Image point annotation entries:
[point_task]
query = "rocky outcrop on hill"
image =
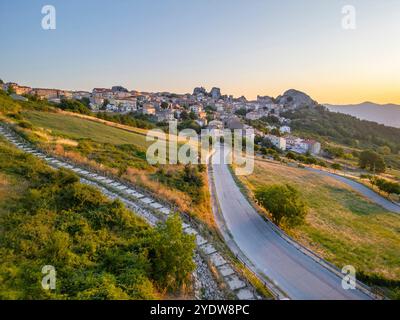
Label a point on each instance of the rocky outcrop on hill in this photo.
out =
(294, 99)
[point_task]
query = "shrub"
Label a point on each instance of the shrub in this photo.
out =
(285, 204)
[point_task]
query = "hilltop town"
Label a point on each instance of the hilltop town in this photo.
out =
(210, 110)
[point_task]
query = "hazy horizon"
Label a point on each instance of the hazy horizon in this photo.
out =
(245, 48)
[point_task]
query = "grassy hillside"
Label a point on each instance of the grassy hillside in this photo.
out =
(77, 128)
(111, 148)
(342, 225)
(344, 129)
(100, 249)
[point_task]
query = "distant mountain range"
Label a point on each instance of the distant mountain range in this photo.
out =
(387, 114)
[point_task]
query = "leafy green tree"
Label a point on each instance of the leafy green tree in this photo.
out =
(172, 254)
(10, 90)
(336, 166)
(372, 161)
(291, 155)
(384, 150)
(285, 204)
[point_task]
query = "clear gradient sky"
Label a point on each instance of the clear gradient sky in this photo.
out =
(245, 47)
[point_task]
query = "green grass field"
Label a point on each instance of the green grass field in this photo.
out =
(77, 128)
(342, 226)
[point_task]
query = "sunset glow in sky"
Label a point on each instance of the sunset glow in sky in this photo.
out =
(245, 47)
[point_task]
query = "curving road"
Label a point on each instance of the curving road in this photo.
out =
(294, 272)
(365, 191)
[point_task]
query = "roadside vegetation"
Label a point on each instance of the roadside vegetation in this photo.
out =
(284, 203)
(341, 225)
(100, 249)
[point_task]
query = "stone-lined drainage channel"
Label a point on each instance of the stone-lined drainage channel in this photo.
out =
(154, 212)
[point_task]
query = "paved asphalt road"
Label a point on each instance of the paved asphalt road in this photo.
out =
(294, 272)
(366, 192)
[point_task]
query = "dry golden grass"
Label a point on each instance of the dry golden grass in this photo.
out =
(342, 225)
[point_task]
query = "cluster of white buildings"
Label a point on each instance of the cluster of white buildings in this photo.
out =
(165, 107)
(295, 144)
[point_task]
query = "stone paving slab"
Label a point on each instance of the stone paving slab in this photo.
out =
(191, 231)
(165, 211)
(208, 249)
(156, 205)
(200, 240)
(217, 259)
(146, 200)
(226, 270)
(245, 294)
(234, 283)
(115, 184)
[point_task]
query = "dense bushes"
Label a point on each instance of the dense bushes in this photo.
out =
(285, 204)
(373, 161)
(188, 180)
(100, 250)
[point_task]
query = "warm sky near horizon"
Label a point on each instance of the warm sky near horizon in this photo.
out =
(245, 47)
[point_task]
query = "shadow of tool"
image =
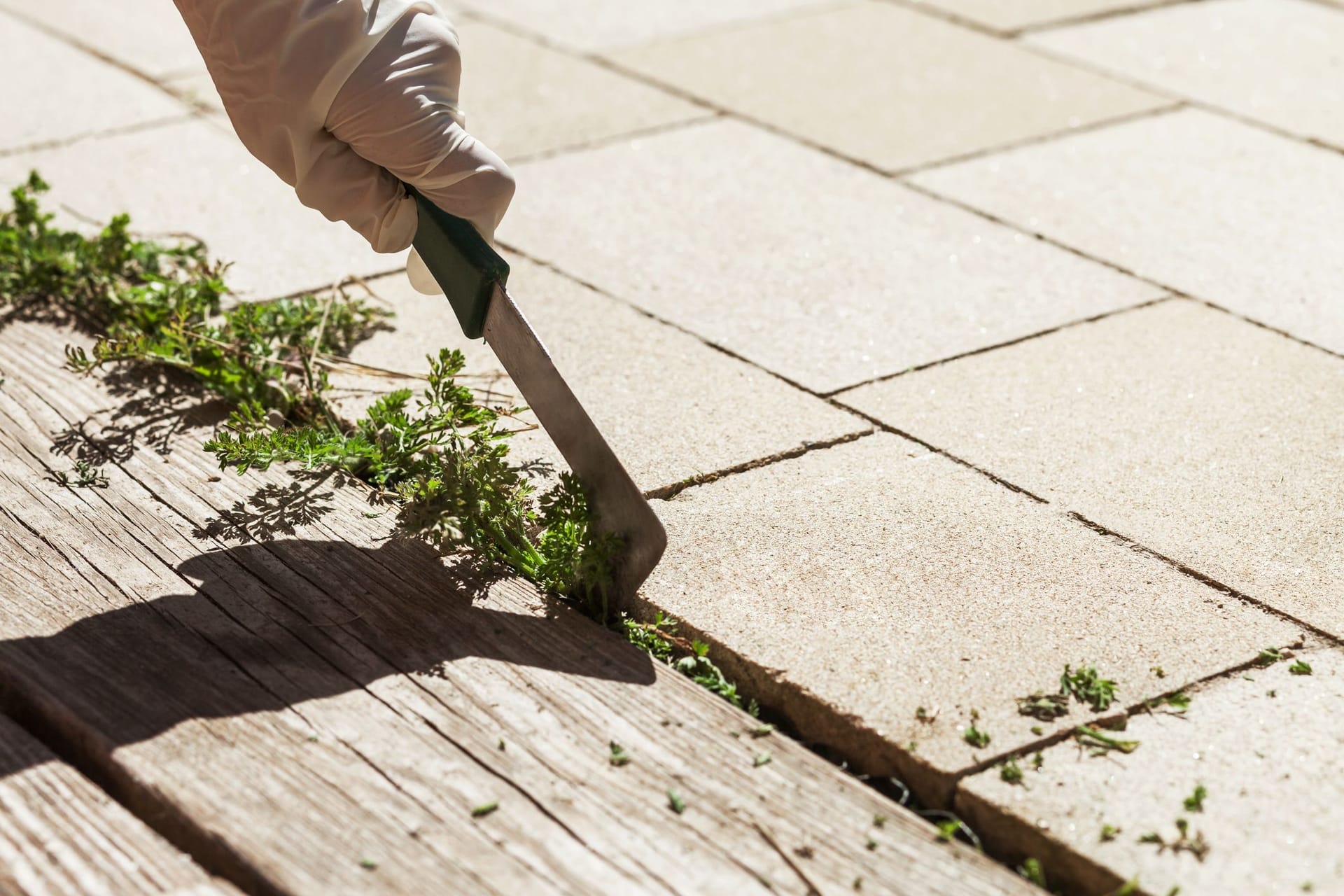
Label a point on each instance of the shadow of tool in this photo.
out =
(273, 625)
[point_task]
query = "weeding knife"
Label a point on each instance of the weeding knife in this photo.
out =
(473, 279)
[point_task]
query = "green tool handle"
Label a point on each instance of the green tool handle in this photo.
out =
(463, 264)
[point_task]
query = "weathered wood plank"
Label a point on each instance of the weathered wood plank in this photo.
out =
(59, 834)
(286, 708)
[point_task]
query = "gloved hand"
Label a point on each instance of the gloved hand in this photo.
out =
(346, 99)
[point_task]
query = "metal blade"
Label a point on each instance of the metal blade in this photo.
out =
(620, 505)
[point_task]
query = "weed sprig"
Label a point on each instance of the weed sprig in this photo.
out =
(444, 461)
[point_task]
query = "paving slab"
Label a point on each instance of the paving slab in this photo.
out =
(891, 109)
(57, 93)
(197, 88)
(671, 406)
(147, 36)
(194, 176)
(1272, 61)
(1147, 195)
(597, 24)
(1196, 434)
(523, 99)
(1265, 746)
(818, 270)
(323, 708)
(1014, 15)
(854, 584)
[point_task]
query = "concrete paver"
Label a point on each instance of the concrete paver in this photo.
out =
(146, 36)
(1206, 438)
(1272, 61)
(197, 88)
(820, 272)
(1266, 748)
(195, 178)
(889, 109)
(1219, 210)
(1012, 15)
(854, 584)
(523, 99)
(671, 406)
(597, 24)
(57, 93)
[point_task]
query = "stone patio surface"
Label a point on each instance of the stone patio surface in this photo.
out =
(956, 342)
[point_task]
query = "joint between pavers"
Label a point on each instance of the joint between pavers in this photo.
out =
(99, 134)
(1044, 52)
(1102, 15)
(1006, 344)
(1035, 140)
(197, 109)
(601, 143)
(1262, 326)
(1206, 580)
(670, 492)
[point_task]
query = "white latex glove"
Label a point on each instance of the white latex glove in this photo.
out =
(346, 99)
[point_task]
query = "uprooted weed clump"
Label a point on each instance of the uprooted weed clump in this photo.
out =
(441, 457)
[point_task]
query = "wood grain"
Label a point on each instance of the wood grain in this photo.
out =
(320, 710)
(59, 834)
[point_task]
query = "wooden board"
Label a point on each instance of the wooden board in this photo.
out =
(59, 834)
(321, 710)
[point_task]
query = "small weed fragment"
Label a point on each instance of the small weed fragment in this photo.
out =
(1128, 888)
(974, 736)
(1269, 656)
(1032, 871)
(1100, 745)
(1043, 706)
(1177, 703)
(1196, 846)
(85, 476)
(1088, 687)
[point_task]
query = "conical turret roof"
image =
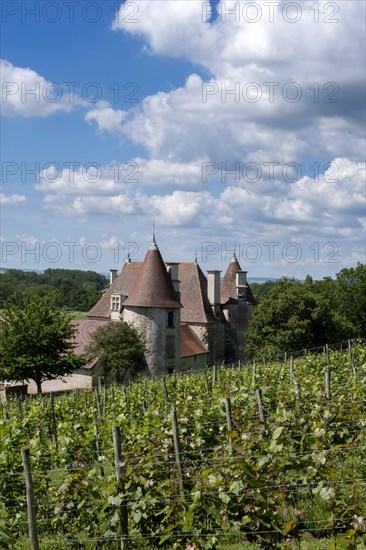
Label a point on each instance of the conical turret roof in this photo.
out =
(153, 286)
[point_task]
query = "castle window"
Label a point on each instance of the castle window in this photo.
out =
(170, 319)
(115, 303)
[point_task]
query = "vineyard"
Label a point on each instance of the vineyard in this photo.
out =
(262, 455)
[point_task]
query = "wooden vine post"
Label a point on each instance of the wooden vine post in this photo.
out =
(31, 505)
(123, 510)
(260, 407)
(229, 422)
(177, 451)
(351, 362)
(328, 393)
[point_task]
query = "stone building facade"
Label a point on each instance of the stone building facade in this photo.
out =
(187, 320)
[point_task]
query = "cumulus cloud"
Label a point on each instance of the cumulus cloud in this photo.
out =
(27, 93)
(12, 199)
(267, 91)
(332, 203)
(107, 119)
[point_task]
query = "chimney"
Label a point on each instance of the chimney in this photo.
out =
(213, 288)
(172, 268)
(241, 284)
(112, 275)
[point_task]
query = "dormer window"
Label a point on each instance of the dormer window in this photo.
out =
(115, 302)
(170, 319)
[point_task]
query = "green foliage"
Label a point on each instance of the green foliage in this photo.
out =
(119, 349)
(36, 340)
(294, 481)
(78, 290)
(261, 290)
(295, 315)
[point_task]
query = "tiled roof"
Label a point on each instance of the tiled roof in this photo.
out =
(123, 283)
(193, 294)
(189, 343)
(153, 286)
(85, 329)
(228, 285)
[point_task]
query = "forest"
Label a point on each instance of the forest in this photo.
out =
(78, 290)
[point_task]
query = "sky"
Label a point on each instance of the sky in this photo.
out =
(226, 126)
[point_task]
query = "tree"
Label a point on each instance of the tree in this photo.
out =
(119, 349)
(36, 340)
(292, 317)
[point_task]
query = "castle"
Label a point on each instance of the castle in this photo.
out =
(187, 320)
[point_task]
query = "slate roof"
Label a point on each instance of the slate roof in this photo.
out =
(193, 294)
(153, 286)
(228, 285)
(189, 343)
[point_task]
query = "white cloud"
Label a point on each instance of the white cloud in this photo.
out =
(26, 93)
(107, 119)
(12, 199)
(199, 120)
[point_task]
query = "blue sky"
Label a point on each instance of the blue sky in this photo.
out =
(222, 127)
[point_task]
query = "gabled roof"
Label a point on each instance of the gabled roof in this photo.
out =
(153, 286)
(193, 294)
(189, 343)
(228, 285)
(123, 283)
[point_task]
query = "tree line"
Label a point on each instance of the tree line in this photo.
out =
(77, 290)
(294, 315)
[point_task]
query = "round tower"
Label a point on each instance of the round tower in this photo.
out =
(153, 308)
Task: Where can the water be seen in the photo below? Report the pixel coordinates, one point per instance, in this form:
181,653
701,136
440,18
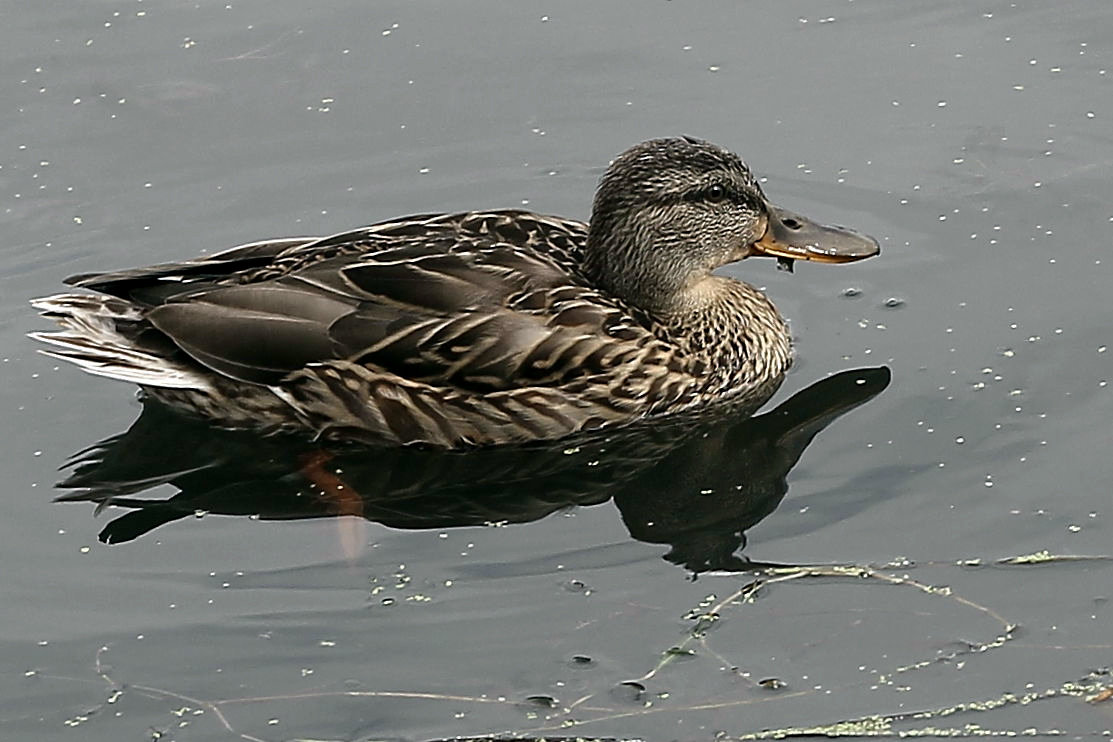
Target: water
973,139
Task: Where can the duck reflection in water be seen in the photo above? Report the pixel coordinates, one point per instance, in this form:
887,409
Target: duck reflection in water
696,484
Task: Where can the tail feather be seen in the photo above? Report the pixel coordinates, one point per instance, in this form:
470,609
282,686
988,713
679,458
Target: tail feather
95,338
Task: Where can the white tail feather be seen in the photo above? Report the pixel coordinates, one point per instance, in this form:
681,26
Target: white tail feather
91,342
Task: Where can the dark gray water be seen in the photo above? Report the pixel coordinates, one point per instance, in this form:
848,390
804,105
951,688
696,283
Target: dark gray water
974,139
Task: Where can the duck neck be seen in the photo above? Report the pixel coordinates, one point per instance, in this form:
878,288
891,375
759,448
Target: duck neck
618,266
738,330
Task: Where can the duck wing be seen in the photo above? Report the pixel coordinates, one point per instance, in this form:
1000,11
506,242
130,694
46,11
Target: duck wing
450,304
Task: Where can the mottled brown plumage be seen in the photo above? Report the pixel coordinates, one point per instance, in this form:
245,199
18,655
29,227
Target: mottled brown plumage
469,328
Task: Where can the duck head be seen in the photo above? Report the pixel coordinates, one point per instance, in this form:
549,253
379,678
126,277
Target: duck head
669,211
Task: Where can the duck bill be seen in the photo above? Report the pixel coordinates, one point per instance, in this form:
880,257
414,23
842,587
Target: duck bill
793,237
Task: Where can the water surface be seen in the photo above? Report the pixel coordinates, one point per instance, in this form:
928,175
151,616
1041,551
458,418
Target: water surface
972,138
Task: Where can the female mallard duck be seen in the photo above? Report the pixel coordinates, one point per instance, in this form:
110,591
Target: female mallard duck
470,328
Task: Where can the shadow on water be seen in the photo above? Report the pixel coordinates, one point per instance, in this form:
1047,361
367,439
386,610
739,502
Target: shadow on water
695,484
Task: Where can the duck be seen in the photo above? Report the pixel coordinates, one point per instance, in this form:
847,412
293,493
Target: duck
454,330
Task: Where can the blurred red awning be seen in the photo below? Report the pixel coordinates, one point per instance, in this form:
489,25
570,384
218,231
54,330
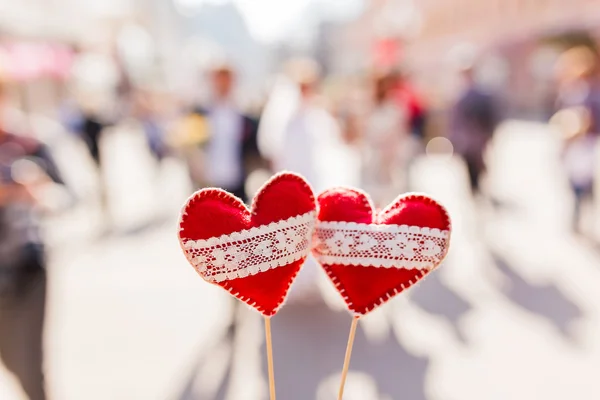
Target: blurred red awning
387,52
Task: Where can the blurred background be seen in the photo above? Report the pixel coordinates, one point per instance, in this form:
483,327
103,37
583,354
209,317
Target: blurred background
112,113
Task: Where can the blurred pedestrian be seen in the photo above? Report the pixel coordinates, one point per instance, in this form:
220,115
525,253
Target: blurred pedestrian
410,99
310,136
310,144
578,114
25,165
231,134
473,120
147,114
385,144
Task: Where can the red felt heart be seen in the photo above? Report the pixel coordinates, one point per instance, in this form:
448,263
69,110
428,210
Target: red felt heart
393,261
214,221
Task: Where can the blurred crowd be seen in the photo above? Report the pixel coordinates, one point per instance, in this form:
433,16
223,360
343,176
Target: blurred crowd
368,134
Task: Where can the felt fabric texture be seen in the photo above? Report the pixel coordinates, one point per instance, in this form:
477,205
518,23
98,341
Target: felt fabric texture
214,212
365,288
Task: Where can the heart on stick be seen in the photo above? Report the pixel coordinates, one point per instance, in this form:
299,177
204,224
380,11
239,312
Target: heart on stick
372,256
256,253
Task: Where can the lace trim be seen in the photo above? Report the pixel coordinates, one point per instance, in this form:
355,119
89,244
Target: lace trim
251,251
388,246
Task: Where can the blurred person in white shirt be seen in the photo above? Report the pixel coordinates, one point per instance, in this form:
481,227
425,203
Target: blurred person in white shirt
231,134
385,143
300,135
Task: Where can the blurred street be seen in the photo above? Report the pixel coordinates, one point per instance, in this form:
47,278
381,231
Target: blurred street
513,314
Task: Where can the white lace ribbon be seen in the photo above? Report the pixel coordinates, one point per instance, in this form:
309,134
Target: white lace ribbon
252,251
388,246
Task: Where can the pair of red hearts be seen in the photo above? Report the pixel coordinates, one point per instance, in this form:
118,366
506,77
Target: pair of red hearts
256,254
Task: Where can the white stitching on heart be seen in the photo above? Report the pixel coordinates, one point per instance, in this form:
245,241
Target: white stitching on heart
249,252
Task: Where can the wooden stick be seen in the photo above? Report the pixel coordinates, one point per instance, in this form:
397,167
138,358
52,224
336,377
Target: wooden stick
270,358
348,355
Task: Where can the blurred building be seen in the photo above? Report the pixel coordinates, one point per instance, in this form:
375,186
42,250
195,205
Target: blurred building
517,39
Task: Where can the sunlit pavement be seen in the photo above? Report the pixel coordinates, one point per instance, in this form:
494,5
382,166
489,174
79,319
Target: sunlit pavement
513,314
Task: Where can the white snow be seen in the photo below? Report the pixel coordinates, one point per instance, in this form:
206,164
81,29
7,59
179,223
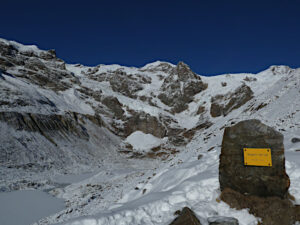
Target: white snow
26,207
143,142
133,191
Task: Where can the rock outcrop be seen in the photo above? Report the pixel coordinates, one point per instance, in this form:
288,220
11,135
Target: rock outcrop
253,180
180,87
222,220
224,104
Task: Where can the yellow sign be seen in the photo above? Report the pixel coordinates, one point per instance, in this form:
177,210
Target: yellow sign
257,157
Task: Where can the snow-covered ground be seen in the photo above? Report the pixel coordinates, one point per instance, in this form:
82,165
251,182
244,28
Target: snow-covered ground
27,206
120,190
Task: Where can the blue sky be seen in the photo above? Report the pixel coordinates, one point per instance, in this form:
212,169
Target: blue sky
213,37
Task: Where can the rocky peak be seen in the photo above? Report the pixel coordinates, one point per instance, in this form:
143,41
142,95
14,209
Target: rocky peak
184,72
277,70
180,87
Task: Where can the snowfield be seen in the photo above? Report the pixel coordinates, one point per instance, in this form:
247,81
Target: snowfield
109,187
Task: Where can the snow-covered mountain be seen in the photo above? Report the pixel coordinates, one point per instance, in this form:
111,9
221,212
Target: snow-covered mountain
150,137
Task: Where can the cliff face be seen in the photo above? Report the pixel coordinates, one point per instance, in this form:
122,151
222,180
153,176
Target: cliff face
153,132
82,115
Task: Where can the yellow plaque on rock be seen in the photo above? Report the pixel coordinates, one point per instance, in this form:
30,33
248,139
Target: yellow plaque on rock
257,157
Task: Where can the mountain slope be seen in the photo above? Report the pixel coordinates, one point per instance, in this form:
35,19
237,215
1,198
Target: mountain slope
59,119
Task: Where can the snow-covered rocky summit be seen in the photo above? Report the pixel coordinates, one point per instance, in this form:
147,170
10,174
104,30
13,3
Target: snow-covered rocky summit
57,118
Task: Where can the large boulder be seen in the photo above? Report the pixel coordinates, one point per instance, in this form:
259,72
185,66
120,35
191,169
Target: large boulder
186,217
253,180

[THE PROBLEM]:
Give back exactly the lines from the one containing "Task: Where can the rock outcrop" to the end of the material, both ends included.

[COMPLETE OUTPUT]:
Task: Where can the rock outcrop be seen in the photo above? Report the pixel coordinates, one point per instance, in this form:
288,220
11,135
Target: rock outcrop
253,180
180,87
222,220
224,104
Task: Where can the yellow sign be seen in the photo above? Report the pixel coordinates, one point per instance, in this form:
177,210
Target: yellow sign
257,157
Task: Where can the snow-covered ground be seen in the photo above? Report the pixel coordinates, one point per instance, in this form:
82,165
251,182
244,28
Target: snow-covered ground
27,206
120,190
Task: Where can the blue sky be seen in the photo above? Report the pixel coordinates, one point per instance, in this form:
212,169
Target: blue sky
213,37
Task: Where can the rocky peak be seen in the photo above? Report the pixel coordinates, one point per instance, in this form:
143,41
142,95
14,209
Target: rocky peak
184,72
277,70
180,87
Task: Where can the snowfield be seen in the photo above? Report the pixel coordinates, one point per instance, in this form:
247,81
Target: snowfield
109,187
Task: Where can the snow-covered mountain be seen in the photo above? Report the pixel coordinates, one point per instance, in this form:
111,9
221,212
Target: snow-covered mountain
150,137
Task: Where can the cliff face be seen in the photo above? Report the pixel coordinates, one point per instance, in this form:
122,151
222,180
153,176
Target: cliff face
153,132
82,115
Task: Where can the yellow plaque on rock be seen in the photo above? Report the pixel coordinates, one point per instance, in this form:
30,33
248,139
Target: yellow plaque on rock
257,157
Task: Where can the mountain slope be seen in the photo above? Report the pixel coordinates, one point per instance, in this form:
35,19
237,215
1,198
Target: mountain slope
59,119
Task: Where can the snow-covered rocky summit be seen in the photo above? Report the pixel coordinates, one point per instance, in this form:
147,170
10,174
104,30
13,3
Target: snow-covered rocky summit
57,118
Task: Where can the large boulder be seen in the photo above? Report the pixel coordinates, one point per instance, in this form:
259,72
185,66
120,35
191,169
Target: large boulder
186,217
253,180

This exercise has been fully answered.